*Requirement*.
Everything from the line containing "Query: deutsche bank logo" through the last line of the records must be returned verbatim, and nothing outside that range.

*Records provided*.
Segment Open

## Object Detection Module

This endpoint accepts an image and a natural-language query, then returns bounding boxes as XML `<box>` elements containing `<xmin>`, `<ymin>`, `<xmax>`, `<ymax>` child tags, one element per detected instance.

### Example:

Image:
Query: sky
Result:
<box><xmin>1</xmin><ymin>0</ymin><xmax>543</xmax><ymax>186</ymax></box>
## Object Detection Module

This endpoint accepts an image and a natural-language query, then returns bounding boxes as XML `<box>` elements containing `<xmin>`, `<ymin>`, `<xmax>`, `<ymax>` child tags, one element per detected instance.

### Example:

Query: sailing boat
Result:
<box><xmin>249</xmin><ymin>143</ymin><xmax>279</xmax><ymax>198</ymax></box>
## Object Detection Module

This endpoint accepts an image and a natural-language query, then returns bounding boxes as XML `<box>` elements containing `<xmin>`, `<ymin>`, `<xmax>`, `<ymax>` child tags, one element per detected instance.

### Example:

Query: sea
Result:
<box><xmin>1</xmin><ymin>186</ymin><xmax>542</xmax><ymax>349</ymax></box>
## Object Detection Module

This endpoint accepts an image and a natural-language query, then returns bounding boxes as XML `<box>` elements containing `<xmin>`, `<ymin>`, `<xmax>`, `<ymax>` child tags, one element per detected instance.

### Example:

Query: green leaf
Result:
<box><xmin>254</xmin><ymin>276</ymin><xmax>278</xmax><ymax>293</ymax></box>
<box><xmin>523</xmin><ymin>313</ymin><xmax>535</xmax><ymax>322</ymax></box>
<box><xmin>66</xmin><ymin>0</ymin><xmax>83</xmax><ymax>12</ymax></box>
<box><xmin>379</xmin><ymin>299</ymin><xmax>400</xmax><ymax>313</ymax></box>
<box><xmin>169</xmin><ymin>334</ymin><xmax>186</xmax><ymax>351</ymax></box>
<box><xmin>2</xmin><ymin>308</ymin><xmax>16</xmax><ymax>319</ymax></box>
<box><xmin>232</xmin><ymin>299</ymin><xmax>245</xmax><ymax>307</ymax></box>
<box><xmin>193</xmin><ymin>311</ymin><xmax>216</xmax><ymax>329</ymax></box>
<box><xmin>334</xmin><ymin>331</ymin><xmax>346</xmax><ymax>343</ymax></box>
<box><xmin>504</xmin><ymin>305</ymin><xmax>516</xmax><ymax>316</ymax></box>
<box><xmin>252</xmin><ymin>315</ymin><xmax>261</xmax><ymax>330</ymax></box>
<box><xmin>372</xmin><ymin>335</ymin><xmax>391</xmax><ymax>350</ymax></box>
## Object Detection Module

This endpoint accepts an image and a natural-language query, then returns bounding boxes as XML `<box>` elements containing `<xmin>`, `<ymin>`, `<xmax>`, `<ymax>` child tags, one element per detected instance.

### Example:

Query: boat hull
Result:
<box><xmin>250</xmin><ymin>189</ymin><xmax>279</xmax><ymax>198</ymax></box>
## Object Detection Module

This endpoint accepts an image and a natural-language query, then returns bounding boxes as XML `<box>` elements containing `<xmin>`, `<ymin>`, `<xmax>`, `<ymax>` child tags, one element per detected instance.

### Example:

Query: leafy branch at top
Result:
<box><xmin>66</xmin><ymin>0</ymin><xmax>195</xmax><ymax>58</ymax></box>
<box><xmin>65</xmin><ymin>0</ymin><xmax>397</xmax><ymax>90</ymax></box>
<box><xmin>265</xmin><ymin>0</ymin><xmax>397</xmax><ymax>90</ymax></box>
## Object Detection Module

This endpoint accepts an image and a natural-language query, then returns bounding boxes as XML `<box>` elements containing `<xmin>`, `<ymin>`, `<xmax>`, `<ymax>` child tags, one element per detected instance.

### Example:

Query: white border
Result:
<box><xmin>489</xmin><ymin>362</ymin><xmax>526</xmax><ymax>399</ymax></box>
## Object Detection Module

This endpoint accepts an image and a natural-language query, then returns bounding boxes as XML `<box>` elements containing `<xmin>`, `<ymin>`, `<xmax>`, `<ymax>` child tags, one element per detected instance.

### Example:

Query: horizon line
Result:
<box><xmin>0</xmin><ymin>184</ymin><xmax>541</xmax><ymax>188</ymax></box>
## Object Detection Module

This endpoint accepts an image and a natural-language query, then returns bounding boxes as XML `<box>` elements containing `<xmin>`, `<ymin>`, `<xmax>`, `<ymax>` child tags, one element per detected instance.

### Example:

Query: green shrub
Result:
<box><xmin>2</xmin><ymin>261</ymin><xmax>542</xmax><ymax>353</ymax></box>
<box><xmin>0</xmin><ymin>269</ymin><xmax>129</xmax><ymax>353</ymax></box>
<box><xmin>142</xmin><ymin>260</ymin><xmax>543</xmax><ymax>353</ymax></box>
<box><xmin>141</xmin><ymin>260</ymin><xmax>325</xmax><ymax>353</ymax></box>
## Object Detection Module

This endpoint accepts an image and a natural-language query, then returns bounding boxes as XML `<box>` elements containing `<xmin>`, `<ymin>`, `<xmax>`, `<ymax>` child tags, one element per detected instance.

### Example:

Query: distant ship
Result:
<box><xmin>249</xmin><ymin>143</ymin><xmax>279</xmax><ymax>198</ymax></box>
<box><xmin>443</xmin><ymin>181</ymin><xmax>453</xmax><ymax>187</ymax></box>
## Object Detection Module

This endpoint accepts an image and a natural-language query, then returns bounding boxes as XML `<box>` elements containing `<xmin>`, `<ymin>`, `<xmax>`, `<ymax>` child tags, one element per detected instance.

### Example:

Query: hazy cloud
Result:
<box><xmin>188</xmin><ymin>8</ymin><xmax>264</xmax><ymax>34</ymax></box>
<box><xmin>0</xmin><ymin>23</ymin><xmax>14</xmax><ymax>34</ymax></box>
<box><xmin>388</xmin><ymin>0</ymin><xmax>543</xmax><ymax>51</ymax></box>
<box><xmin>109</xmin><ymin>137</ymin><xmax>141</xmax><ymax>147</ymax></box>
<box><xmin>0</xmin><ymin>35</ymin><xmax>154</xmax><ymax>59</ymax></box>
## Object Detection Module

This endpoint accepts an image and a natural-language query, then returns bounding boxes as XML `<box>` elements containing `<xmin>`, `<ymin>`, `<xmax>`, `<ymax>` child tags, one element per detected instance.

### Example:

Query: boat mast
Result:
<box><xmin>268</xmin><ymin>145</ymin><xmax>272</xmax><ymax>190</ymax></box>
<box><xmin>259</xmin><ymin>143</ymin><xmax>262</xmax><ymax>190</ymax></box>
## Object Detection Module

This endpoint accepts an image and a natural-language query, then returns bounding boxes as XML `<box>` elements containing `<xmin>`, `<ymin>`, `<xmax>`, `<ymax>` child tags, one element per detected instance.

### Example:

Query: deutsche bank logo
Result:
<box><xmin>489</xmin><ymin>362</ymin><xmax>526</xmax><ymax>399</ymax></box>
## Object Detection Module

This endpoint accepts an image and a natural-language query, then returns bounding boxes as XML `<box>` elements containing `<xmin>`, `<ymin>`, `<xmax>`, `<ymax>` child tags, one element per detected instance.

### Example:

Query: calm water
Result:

Segment Closed

*Exercise output*.
Query: deutsche bank logo
Result:
<box><xmin>489</xmin><ymin>362</ymin><xmax>526</xmax><ymax>399</ymax></box>
## Object Detection Module

This endpoint accepts an image and a natural-language query, then returns bounding boxes as XML `<box>` elements containing `<xmin>`, `<ymin>`, `<xmax>`, `<ymax>` child tags, one element per detected instance.

### Example:

Query: calm water
Result:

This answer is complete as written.